Segmentation data:
□ □ □ □

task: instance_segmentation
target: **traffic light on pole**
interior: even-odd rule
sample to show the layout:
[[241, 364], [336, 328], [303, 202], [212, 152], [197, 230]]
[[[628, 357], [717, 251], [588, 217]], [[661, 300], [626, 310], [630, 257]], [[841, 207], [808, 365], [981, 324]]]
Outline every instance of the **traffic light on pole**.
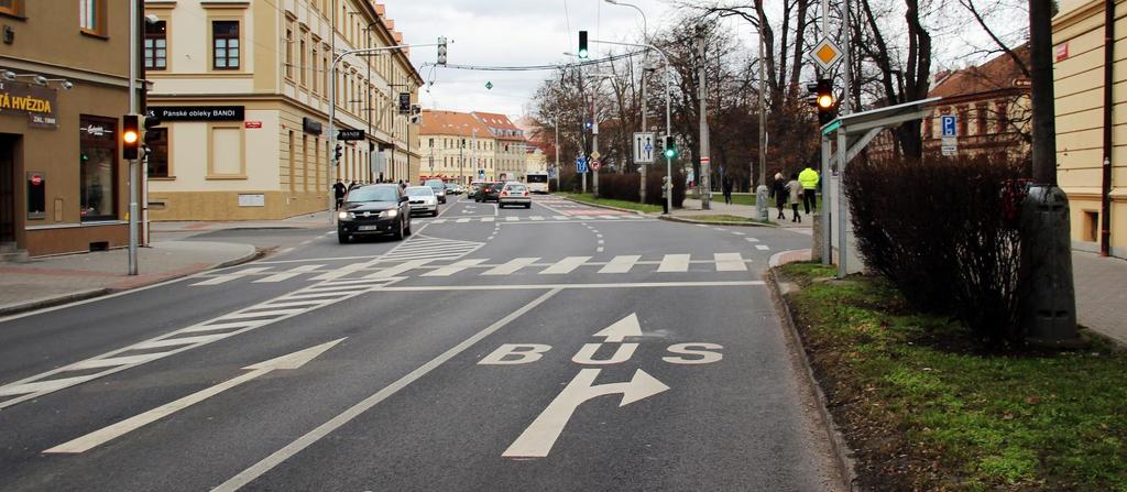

□ □ □ □

» **Work to do**: Please put the material above into a JSON list of strings with one string per line. Skip blank lines and leave out the pictures.

» **Answer to this task**:
[
  "task: instance_segmentation",
  "target: **traffic light on pole**",
  "interior: even-odd rule",
  "sample to show the layout:",
  "[[241, 364], [336, 328], [303, 202], [212, 152], [197, 230]]",
  "[[[628, 357], [717, 251], [588, 217]], [[661, 300], [626, 310], [630, 257]], [[841, 207], [808, 365], [981, 324]]]",
  "Outline every instance of the **traffic light on pole**."
]